(Pointing dataset records)
· · · · · · ·

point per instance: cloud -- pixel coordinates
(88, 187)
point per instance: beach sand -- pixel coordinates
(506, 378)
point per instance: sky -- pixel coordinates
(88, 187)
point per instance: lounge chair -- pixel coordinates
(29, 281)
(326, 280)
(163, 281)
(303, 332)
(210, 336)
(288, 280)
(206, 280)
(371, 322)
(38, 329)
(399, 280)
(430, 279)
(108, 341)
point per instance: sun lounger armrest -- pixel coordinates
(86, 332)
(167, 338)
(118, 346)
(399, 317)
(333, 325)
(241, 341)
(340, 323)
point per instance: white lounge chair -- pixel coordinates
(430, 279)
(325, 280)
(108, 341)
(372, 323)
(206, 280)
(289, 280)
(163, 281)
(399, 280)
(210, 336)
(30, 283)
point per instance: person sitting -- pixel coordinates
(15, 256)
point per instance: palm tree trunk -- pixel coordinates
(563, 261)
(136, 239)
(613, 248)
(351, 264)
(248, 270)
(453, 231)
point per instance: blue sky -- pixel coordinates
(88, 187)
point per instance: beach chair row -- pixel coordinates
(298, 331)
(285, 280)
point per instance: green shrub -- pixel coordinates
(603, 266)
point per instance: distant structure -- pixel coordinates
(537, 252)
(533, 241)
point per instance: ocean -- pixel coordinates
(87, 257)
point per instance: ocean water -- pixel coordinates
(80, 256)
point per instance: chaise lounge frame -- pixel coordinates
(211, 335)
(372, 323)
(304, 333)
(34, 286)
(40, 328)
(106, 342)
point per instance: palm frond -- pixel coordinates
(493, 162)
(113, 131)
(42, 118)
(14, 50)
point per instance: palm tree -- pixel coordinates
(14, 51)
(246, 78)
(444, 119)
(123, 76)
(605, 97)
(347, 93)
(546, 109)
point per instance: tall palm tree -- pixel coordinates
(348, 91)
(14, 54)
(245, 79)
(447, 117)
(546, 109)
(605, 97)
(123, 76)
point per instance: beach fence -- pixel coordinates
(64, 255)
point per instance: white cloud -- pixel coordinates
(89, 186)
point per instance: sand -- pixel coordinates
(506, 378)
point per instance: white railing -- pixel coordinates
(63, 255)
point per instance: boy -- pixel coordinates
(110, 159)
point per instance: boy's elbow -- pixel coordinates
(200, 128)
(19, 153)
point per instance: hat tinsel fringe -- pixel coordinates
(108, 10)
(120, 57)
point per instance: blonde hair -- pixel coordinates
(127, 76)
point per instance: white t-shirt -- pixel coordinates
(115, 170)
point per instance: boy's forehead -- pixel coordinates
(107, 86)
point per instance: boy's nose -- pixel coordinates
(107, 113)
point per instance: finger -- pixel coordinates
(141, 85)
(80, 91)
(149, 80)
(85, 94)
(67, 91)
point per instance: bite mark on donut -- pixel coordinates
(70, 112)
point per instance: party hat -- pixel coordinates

· · · · · · ·

Goal of the exercise -> Make an exact copy of the records.

Written response ->
point per instance: cloud -- pixel coordinates
(88, 187)
point per instance: beach sand -- pixel coordinates
(506, 378)
point per instance: sky -- pixel coordinates
(88, 187)
point per instance: lounge chair -- pixel coordinates
(29, 281)
(326, 280)
(163, 281)
(303, 332)
(210, 336)
(288, 280)
(206, 280)
(371, 322)
(38, 329)
(399, 280)
(430, 279)
(108, 341)
point per instance: sun lounger armrest -- pixel coordinates
(86, 332)
(167, 338)
(118, 346)
(399, 317)
(333, 325)
(241, 341)
(340, 323)
point per instance: white lounge chair -- pixel coordinates
(430, 279)
(325, 280)
(108, 341)
(372, 323)
(206, 280)
(289, 280)
(163, 281)
(399, 280)
(210, 336)
(30, 283)
point per instance: person sitting -- pixel coordinates
(15, 256)
point per instance: palm tree trunk -- pixel coordinates
(563, 261)
(136, 239)
(613, 248)
(351, 264)
(248, 270)
(453, 231)
point per instance: blue sky -- pixel coordinates
(88, 187)
point per instance: beach chair row -- pixel coordinates
(298, 331)
(285, 280)
point per instance: green shrub -- pixel coordinates
(603, 266)
point per instance: distant structure -- pixel coordinates
(537, 252)
(533, 241)
point per instance: ocean -- pixel coordinates
(87, 257)
point per instance: ocean water -- pixel coordinates
(80, 256)
point per instance: chaise lounge frame -- pixel coordinates
(211, 335)
(372, 323)
(304, 333)
(34, 286)
(40, 328)
(106, 342)
point per instance: palm frond -- pixel coordinates
(493, 162)
(113, 131)
(42, 118)
(14, 50)
point per instance: palm tree -- pixel coordinates
(14, 51)
(246, 78)
(444, 119)
(123, 76)
(605, 97)
(347, 93)
(546, 109)
point per instance: tall palm tree -- pixel coordinates
(348, 91)
(14, 54)
(245, 79)
(447, 117)
(546, 109)
(605, 97)
(123, 76)
point per instance: beach fence -- pixel coordinates
(64, 255)
point per instance: white cloud -- pixel coordinates
(89, 186)
point per instance: sand -- pixel coordinates
(506, 378)
point per instance: white railing -- pixel coordinates
(63, 255)
point per instance: boy -- pixel coordinates
(110, 159)
point per instance: boy's elbow -- pixel coordinates
(200, 128)
(19, 153)
point per instance: hat tinsel fringe -- pixel coordinates
(108, 10)
(120, 57)
point per instance: blonde hair -- pixel coordinates
(127, 76)
point per instance: white t-shirt -- pixel coordinates
(115, 170)
point per instance: boy's forehead -- pixel coordinates
(107, 86)
point per instance: boy's nose -- pixel coordinates
(107, 113)
point per instance: finger -- pixel coordinates
(141, 85)
(80, 91)
(149, 80)
(85, 94)
(67, 91)
point per instance: bite mark on donut -- pixel coordinates
(70, 112)
point per instance: party hat -- pixel coordinates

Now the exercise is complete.